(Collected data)
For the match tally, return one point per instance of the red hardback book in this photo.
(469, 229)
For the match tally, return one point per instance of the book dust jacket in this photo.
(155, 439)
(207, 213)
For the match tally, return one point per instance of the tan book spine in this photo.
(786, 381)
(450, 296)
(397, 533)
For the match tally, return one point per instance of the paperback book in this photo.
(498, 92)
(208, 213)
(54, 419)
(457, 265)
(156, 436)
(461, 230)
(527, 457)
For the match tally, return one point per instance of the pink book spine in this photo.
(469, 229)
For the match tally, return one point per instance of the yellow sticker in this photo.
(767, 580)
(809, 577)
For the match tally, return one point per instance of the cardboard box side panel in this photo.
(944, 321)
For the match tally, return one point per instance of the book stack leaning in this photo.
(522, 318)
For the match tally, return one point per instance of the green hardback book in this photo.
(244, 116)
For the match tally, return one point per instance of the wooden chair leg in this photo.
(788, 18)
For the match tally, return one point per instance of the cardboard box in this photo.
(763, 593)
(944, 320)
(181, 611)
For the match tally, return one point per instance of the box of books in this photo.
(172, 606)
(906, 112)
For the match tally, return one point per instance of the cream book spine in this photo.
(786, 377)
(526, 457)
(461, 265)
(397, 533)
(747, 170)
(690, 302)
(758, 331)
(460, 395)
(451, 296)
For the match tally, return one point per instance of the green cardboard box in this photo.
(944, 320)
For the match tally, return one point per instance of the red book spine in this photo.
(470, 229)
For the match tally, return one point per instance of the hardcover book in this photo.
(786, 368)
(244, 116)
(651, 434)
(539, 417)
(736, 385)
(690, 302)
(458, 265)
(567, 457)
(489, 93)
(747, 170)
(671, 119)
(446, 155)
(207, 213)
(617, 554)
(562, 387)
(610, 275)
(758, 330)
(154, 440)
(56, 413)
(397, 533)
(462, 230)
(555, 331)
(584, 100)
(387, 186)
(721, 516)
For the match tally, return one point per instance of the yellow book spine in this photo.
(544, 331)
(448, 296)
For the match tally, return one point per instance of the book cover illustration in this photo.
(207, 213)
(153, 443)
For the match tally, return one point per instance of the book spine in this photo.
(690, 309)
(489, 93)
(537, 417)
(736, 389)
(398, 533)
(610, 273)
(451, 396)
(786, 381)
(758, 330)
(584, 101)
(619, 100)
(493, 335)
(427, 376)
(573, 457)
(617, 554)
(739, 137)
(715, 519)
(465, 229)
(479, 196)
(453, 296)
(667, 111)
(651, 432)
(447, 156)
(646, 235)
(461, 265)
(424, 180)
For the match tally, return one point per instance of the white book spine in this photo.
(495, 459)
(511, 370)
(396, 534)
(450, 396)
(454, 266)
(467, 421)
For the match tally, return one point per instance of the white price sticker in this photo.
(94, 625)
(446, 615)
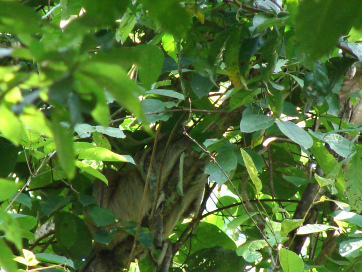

**What you should do:** Report each line in the entries above that contains the string "hardback" and copy each of those lines in full.

**Full solution:**
For the match tally, return one point per instance of the red hardback book in this photo.
For the match tally, return one point per instance of the green hardback book in this photo.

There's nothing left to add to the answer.